== EXTRACTED ENTRIES
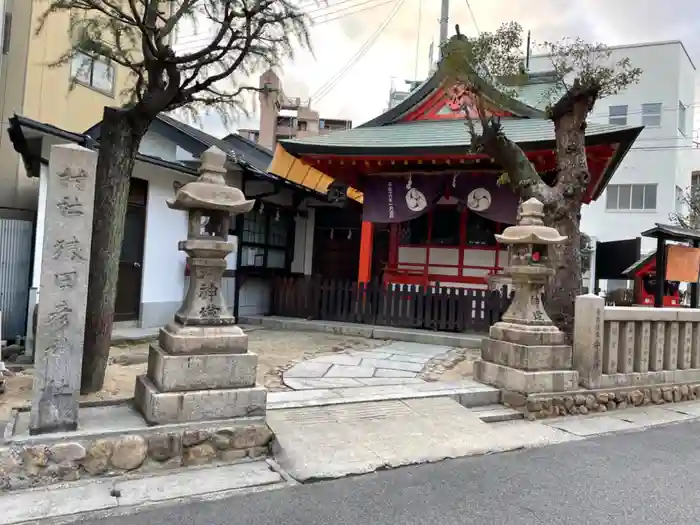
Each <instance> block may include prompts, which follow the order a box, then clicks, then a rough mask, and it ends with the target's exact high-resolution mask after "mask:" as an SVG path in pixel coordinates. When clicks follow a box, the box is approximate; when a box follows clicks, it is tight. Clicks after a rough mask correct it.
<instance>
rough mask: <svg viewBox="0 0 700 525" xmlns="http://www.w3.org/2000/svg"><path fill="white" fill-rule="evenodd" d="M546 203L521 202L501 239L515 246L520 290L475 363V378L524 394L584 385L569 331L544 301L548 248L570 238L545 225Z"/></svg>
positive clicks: (573, 389)
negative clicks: (547, 254)
mask: <svg viewBox="0 0 700 525" xmlns="http://www.w3.org/2000/svg"><path fill="white" fill-rule="evenodd" d="M542 210H543V206H542V203H541V202H539V201H538V200H536V199H530V200H528V201H527V202H524V203H523V204H522V205H521V209H520V218H519V221H518V224H517V225H516V226H510V227H508V228H506V229H505V230H504V231H503V233H502V234H501V235H497V236H496V238H497V239H498V241H499V242H500V243H501V244H507V245H509V251H510V264H509V267H508V268H507V269H506V273H507V274H508V275H509V276H510V278H511V279H512V283H513V288H514V291H515V296H514V297H513V301H512V302H511V304H510V307H509V308H508V311H507V312H506V313H505V314H504V315H503V317H502V319H501V321H500V322H498V323H496V324H494V325H493V326H492V327H491V329H490V331H489V338H488V339H486V340H484V342H483V346H482V360H481V361H477V362H476V363H475V364H474V377H475V379H477V380H479V381H481V382H483V383H488V384H490V385H493V386H496V387H498V388H502V389H504V390H508V391H514V392H519V393H522V394H534V393H542V392H564V391H567V390H575V389H578V372H576V371H574V370H572V349H571V346H569V345H567V344H565V343H566V341H565V336H564V333H563V332H561V331H560V330H559V329H558V328H557V327H555V326H554V325H553V323H552V320H551V319H550V318H549V316H548V315H547V312H545V310H544V307H543V305H542V297H543V294H544V287H545V285H546V284H547V279H548V278H549V276H550V275H552V273H553V272H554V270H552V269H551V268H550V267H549V265H548V262H549V259H548V257H547V249H548V247H549V246H551V245H553V244H558V243H561V242H563V241H565V240H566V237H563V236H561V235H559V232H557V231H556V230H555V229H554V228H549V227H547V226H544V225H543V222H542V217H543V212H542Z"/></svg>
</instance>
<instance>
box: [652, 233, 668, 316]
mask: <svg viewBox="0 0 700 525" xmlns="http://www.w3.org/2000/svg"><path fill="white" fill-rule="evenodd" d="M665 284H666V238H665V237H664V236H662V235H661V234H659V237H658V239H657V240H656V289H655V290H654V308H662V307H663V305H664V292H665V288H666V286H665Z"/></svg>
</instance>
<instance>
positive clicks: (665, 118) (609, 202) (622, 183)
mask: <svg viewBox="0 0 700 525" xmlns="http://www.w3.org/2000/svg"><path fill="white" fill-rule="evenodd" d="M611 50H612V54H611V57H610V58H611V60H613V61H614V62H617V61H619V60H621V59H623V58H625V57H627V58H629V59H630V61H631V64H632V66H633V67H638V68H641V69H642V75H641V78H640V81H639V82H638V83H637V84H633V85H631V86H629V87H628V88H627V89H625V90H624V91H623V92H621V93H619V94H617V95H613V96H610V97H607V98H604V99H602V100H600V101H598V103H597V104H596V107H595V109H594V112H593V114H592V116H591V118H590V120H591V121H593V122H605V123H610V124H622V125H636V126H638V125H643V126H645V129H644V130H643V131H642V133H641V135H640V136H639V138H638V139H637V141H636V142H635V144H634V146H632V149H631V151H630V152H629V153H628V154H627V156H626V157H625V160H624V161H623V162H622V165H621V166H620V167H619V168H618V170H617V171H616V172H615V175H614V176H613V178H612V180H611V181H610V183H609V184H608V187H607V189H606V190H605V194H604V195H603V197H602V198H600V199H598V200H597V201H596V202H593V203H592V204H591V205H589V206H585V208H584V210H583V214H582V223H581V229H582V231H584V232H585V233H587V234H588V235H590V236H592V237H595V238H597V239H598V240H600V241H612V240H618V239H631V238H635V237H638V236H639V234H640V233H641V232H642V231H644V230H646V229H649V228H651V227H653V226H654V224H655V223H668V222H669V216H670V215H671V214H672V213H674V212H676V211H679V206H680V202H681V199H680V197H681V196H682V194H683V192H684V191H685V190H686V188H688V187H689V186H690V182H691V172H692V170H693V169H700V165H699V166H693V162H692V145H693V110H694V107H695V65H694V64H693V62H692V60H691V59H690V57H689V55H688V52H687V51H686V49H685V47H684V46H683V43H682V42H680V41H673V42H657V43H651V44H635V45H627V46H617V47H612V48H611ZM530 69H531V70H532V71H548V70H551V69H552V63H551V61H550V60H549V58H548V57H546V56H534V57H532V59H531V61H530ZM655 248H656V241H655V240H654V239H645V238H643V239H642V252H648V251H651V250H654V249H655Z"/></svg>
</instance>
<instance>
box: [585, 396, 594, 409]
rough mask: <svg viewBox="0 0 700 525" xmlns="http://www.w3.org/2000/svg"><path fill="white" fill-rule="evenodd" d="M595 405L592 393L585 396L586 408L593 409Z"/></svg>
mask: <svg viewBox="0 0 700 525" xmlns="http://www.w3.org/2000/svg"><path fill="white" fill-rule="evenodd" d="M595 405H596V399H595V396H593V395H588V396H586V408H587V409H588V410H593V409H594V408H595Z"/></svg>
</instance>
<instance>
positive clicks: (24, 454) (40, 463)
mask: <svg viewBox="0 0 700 525" xmlns="http://www.w3.org/2000/svg"><path fill="white" fill-rule="evenodd" d="M24 460H25V462H26V463H27V464H28V465H29V466H33V467H45V466H46V465H48V464H49V449H48V447H45V446H43V445H37V446H33V447H31V446H30V447H27V448H25V449H24Z"/></svg>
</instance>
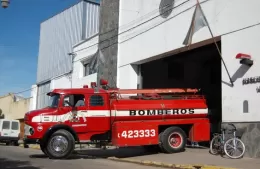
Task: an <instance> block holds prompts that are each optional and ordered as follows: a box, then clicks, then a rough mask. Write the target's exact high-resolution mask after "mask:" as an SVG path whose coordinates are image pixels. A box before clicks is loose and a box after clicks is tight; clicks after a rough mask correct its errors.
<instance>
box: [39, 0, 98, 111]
mask: <svg viewBox="0 0 260 169" xmlns="http://www.w3.org/2000/svg"><path fill="white" fill-rule="evenodd" d="M99 6H100V4H99V3H97V2H96V1H93V0H80V1H78V2H77V3H76V4H75V5H73V6H71V7H69V8H67V9H65V10H64V11H62V12H60V13H58V14H57V15H55V16H53V17H51V18H49V19H47V20H46V21H44V22H42V23H41V30H40V44H39V56H38V65H37V81H36V85H37V97H36V101H37V102H36V107H35V108H43V107H46V106H47V105H48V102H49V101H48V100H49V99H48V96H46V94H47V93H48V92H49V91H50V90H52V89H54V88H71V87H72V70H73V64H74V63H73V55H71V53H72V52H73V46H74V45H75V44H78V43H79V42H81V41H84V40H86V39H88V38H89V37H92V36H93V35H95V34H97V33H98V30H99Z"/></svg>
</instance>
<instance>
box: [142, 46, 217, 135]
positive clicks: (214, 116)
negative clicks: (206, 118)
mask: <svg viewBox="0 0 260 169" xmlns="http://www.w3.org/2000/svg"><path fill="white" fill-rule="evenodd" d="M218 46H219V49H221V44H220V42H218ZM141 76H142V88H143V89H152V88H198V89H201V94H203V95H204V96H205V97H206V100H207V105H208V109H209V113H210V114H211V118H210V121H211V131H212V132H218V130H219V125H220V123H221V119H222V118H221V115H222V112H221V111H222V107H221V100H222V96H221V58H220V56H219V54H218V51H217V48H216V46H215V44H210V45H207V46H203V47H200V48H196V49H193V50H190V51H187V52H183V53H180V54H177V55H174V56H169V57H167V58H163V59H160V60H155V61H152V62H148V63H145V64H142V65H141Z"/></svg>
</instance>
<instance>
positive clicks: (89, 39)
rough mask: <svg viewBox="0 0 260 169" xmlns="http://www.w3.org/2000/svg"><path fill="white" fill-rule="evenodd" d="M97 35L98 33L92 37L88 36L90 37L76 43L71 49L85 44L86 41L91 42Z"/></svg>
mask: <svg viewBox="0 0 260 169" xmlns="http://www.w3.org/2000/svg"><path fill="white" fill-rule="evenodd" d="M98 35H99V33H96V34H94V35H92V36H90V37H88V38H86V39H84V40H82V41H80V42H78V43H76V44H75V45H73V46H72V48H75V47H78V46H79V45H81V44H83V43H84V42H87V41H89V40H91V39H94V38H95V37H97V36H98Z"/></svg>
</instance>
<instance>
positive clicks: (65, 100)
mask: <svg viewBox="0 0 260 169" xmlns="http://www.w3.org/2000/svg"><path fill="white" fill-rule="evenodd" d="M65 103H66V104H68V105H69V106H70V107H74V106H73V105H72V104H70V102H69V101H67V100H65Z"/></svg>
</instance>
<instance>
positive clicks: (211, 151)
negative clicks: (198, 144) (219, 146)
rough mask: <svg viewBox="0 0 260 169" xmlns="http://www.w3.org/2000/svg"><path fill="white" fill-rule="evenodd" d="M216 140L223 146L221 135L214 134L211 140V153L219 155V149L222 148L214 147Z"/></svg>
mask: <svg viewBox="0 0 260 169" xmlns="http://www.w3.org/2000/svg"><path fill="white" fill-rule="evenodd" d="M215 142H217V144H219V146H221V138H220V136H214V137H213V139H212V140H211V141H210V147H209V152H210V154H213V155H217V154H218V153H219V149H220V147H218V149H217V150H216V149H215V148H214V147H213V146H214V143H215Z"/></svg>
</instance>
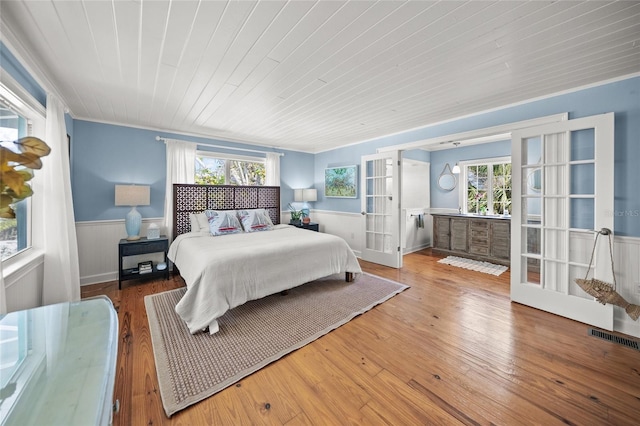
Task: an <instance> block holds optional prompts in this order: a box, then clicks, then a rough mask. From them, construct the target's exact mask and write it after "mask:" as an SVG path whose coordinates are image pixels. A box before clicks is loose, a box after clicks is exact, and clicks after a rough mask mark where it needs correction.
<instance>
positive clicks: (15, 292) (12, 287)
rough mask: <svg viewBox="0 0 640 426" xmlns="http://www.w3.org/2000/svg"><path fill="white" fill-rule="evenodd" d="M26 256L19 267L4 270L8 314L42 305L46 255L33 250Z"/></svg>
mask: <svg viewBox="0 0 640 426" xmlns="http://www.w3.org/2000/svg"><path fill="white" fill-rule="evenodd" d="M25 255H26V256H24V262H23V263H22V264H21V265H20V266H19V267H6V268H4V270H3V273H4V285H5V287H4V288H5V292H6V294H5V295H6V302H7V312H14V311H19V310H23V309H31V308H36V307H38V306H41V305H42V282H43V281H44V253H43V252H41V251H38V250H36V249H34V248H31V249H29V252H28V253H25Z"/></svg>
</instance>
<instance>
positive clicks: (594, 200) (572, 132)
mask: <svg viewBox="0 0 640 426" xmlns="http://www.w3.org/2000/svg"><path fill="white" fill-rule="evenodd" d="M512 180H513V194H512V200H513V203H512V221H511V225H512V226H511V238H512V245H511V299H512V300H513V301H514V302H518V303H522V304H525V305H528V306H532V307H535V308H538V309H541V310H544V311H548V312H552V313H554V314H557V315H561V316H564V317H567V318H571V319H574V320H577V321H581V322H584V323H587V324H591V325H593V326H596V327H601V328H604V329H607V330H611V329H612V328H613V307H612V306H611V305H602V304H600V303H598V302H597V301H596V300H595V299H594V298H593V297H591V296H589V295H588V294H586V293H585V292H584V291H583V290H582V289H581V288H580V287H578V285H577V284H576V283H575V281H574V280H575V279H576V278H584V277H585V274H586V272H587V269H588V265H589V260H590V257H591V251H592V249H593V243H594V239H595V236H596V233H595V232H594V231H595V230H600V229H602V228H608V229H610V230H613V214H612V213H611V212H612V211H613V113H610V114H604V115H599V116H592V117H586V118H581V119H576V120H569V121H563V122H559V123H554V124H548V125H544V126H539V127H535V128H529V129H523V130H520V131H518V132H514V133H513V135H512ZM591 277H595V278H598V279H601V280H603V281H606V282H612V280H613V275H612V270H611V260H610V255H609V246H608V242H607V239H606V237H604V238H603V237H600V238H599V239H598V246H597V250H596V252H595V257H594V267H592V269H591V273H590V275H589V278H591Z"/></svg>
====
**TASK BRIEF**
Pick out the lines above containing the word "follows", then copy them.

**RESPONSE BOX**
Each <instance> block may include prompts, which follow the order a box, then clicks, then a rough mask, and it ends with the target's exact high-resolution mask after "mask:" as an SVG path in pixel coordinates. When clicks follow a box, the box is approximate; when a box follows clicks, it is tight. Clicks after a rough mask correct it.
Task: an <instance> block holds prompts that are each optional and ordered as follows: a box, then clicks, then a rough mask. Write the target's exact high-resolution mask after "mask:" as an SVG path whose coordinates are image pixels. A box before clicks is loose and a box after clicks is tight; clicks after a rough mask correct its errors.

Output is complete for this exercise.